**ACTION ITEM:**
For the word "below", find each line in the entries where it occurs and copy that line.
══ INPUT DATA ══
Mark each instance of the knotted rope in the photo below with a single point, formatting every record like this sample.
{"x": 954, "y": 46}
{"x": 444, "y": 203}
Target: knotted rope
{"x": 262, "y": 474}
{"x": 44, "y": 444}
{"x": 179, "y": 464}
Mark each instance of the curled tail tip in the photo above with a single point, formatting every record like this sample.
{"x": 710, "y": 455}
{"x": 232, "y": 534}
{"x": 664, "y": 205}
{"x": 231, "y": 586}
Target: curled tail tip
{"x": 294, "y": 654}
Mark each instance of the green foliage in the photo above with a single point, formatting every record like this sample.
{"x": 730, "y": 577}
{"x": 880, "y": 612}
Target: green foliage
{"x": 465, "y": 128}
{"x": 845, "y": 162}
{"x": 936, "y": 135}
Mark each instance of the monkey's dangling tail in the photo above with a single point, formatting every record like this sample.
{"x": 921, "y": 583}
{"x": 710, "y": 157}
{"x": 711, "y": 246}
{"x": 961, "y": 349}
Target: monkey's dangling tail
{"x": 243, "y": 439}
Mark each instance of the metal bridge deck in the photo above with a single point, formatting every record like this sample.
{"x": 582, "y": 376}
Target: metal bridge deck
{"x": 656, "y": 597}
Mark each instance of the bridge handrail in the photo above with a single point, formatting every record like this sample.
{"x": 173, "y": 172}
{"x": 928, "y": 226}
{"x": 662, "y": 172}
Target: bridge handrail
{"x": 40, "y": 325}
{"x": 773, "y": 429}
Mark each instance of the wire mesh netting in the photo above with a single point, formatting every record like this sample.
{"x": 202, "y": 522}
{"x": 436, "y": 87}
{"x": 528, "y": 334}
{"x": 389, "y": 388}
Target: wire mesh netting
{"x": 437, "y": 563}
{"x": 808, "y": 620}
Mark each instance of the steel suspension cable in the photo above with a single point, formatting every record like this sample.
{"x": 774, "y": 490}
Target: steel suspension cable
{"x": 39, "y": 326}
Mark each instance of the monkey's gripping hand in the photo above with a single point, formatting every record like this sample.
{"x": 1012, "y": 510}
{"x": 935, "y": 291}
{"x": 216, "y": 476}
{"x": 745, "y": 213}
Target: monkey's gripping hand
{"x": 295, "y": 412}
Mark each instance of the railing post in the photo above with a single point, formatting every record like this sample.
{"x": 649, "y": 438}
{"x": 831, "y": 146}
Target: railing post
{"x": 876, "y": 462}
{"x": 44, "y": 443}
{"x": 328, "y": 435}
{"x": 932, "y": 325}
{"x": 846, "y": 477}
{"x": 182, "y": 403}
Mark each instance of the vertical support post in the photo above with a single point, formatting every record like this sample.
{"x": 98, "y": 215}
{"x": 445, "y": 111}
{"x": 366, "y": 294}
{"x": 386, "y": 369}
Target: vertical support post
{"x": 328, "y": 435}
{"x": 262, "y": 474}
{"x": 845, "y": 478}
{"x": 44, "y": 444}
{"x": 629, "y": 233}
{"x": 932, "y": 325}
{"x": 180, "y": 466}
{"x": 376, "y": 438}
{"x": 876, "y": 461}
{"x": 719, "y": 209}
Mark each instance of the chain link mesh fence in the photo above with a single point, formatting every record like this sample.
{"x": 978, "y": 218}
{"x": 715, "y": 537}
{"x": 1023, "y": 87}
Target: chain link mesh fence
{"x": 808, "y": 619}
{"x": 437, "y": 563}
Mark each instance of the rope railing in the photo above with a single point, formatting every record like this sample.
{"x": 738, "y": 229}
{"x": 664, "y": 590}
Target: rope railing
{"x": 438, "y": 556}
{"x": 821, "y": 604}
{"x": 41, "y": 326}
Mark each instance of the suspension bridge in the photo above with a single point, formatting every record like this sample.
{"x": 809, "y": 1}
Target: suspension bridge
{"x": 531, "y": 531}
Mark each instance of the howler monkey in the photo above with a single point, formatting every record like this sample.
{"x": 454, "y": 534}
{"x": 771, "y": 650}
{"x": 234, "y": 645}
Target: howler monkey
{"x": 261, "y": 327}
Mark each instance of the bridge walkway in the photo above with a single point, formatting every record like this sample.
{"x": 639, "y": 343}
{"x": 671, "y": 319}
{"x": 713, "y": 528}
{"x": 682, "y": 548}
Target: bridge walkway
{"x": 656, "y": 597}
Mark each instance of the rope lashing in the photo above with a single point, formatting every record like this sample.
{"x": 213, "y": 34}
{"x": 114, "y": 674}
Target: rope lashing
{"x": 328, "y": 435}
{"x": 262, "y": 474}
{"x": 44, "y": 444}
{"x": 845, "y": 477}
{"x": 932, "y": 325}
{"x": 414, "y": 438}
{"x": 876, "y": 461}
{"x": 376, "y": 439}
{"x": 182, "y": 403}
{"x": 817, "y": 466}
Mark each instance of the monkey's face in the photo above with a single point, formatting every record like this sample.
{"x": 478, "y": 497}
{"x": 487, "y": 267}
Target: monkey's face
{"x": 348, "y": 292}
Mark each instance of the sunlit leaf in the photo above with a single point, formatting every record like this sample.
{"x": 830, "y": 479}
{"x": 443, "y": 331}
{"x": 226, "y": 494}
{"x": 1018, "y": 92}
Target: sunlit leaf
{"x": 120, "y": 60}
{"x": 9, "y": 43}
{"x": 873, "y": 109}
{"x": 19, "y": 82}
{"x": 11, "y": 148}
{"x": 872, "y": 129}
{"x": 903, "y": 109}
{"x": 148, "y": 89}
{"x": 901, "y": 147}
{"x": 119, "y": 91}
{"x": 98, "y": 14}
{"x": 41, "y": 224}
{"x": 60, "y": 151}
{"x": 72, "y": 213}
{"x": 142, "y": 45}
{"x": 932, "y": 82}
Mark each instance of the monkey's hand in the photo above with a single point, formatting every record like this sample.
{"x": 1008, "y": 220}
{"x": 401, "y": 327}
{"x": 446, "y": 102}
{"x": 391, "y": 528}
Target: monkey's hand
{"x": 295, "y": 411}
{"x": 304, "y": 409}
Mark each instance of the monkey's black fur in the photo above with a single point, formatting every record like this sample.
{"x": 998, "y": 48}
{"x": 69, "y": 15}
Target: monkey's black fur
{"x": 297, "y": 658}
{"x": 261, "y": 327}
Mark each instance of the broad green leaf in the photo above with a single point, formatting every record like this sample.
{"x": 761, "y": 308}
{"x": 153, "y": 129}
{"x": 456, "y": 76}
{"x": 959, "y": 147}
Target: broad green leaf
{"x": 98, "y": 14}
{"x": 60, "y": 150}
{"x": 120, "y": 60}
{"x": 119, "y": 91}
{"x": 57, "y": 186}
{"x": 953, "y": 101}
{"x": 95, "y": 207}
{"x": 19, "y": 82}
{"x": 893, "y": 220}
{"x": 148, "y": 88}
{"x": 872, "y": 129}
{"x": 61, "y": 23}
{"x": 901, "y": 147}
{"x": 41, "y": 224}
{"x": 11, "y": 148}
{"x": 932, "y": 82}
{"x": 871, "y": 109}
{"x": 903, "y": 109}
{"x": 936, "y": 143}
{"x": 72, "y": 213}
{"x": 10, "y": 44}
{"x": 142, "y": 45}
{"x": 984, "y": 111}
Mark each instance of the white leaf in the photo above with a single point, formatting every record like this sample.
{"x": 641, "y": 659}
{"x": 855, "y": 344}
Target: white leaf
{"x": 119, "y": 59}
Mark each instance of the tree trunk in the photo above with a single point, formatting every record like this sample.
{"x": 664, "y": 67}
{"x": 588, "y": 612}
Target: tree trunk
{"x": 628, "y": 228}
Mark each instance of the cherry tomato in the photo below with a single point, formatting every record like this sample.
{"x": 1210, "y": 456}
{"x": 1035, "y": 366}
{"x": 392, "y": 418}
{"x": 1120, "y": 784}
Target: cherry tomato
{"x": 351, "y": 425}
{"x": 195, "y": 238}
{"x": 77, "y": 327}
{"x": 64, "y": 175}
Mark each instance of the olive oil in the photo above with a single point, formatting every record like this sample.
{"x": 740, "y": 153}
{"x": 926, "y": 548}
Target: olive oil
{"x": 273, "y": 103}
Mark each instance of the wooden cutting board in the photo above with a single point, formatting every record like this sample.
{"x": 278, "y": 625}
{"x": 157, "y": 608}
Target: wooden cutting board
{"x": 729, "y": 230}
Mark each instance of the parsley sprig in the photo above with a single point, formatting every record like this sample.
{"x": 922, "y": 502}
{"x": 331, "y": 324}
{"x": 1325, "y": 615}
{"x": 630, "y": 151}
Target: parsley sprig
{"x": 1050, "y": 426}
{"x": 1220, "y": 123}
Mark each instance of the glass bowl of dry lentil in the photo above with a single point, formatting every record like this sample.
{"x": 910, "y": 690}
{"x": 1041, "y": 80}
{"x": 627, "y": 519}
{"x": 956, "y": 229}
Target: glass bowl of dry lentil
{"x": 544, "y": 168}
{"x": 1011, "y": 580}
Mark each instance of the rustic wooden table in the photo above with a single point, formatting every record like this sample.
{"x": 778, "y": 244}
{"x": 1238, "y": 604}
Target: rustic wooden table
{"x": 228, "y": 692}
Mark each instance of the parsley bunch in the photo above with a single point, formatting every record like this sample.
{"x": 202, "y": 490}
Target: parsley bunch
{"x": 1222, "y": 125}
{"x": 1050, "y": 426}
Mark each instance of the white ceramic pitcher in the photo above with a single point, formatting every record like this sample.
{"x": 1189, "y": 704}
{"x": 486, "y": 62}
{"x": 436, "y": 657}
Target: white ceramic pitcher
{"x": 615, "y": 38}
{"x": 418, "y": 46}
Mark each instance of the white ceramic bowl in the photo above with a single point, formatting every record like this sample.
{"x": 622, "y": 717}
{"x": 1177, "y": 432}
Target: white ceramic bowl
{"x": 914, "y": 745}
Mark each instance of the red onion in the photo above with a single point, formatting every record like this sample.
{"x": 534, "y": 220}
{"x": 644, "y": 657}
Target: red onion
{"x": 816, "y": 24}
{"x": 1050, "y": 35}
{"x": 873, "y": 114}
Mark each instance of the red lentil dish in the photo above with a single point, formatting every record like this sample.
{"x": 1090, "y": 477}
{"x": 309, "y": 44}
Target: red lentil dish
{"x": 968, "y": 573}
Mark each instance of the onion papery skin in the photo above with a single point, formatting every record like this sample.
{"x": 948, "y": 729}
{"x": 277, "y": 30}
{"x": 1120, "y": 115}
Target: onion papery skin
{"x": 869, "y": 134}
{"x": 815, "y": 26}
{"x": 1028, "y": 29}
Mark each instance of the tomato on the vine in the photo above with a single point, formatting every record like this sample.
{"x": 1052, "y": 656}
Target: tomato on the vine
═══
**OUTPUT OF THE EXERCISE:**
Mark each instance of the knotted rope in the photo below with a single point, formatting every record like this sample.
Mark each instance of the cherry tomato in the photo below with a single point, formatting every record like this sample.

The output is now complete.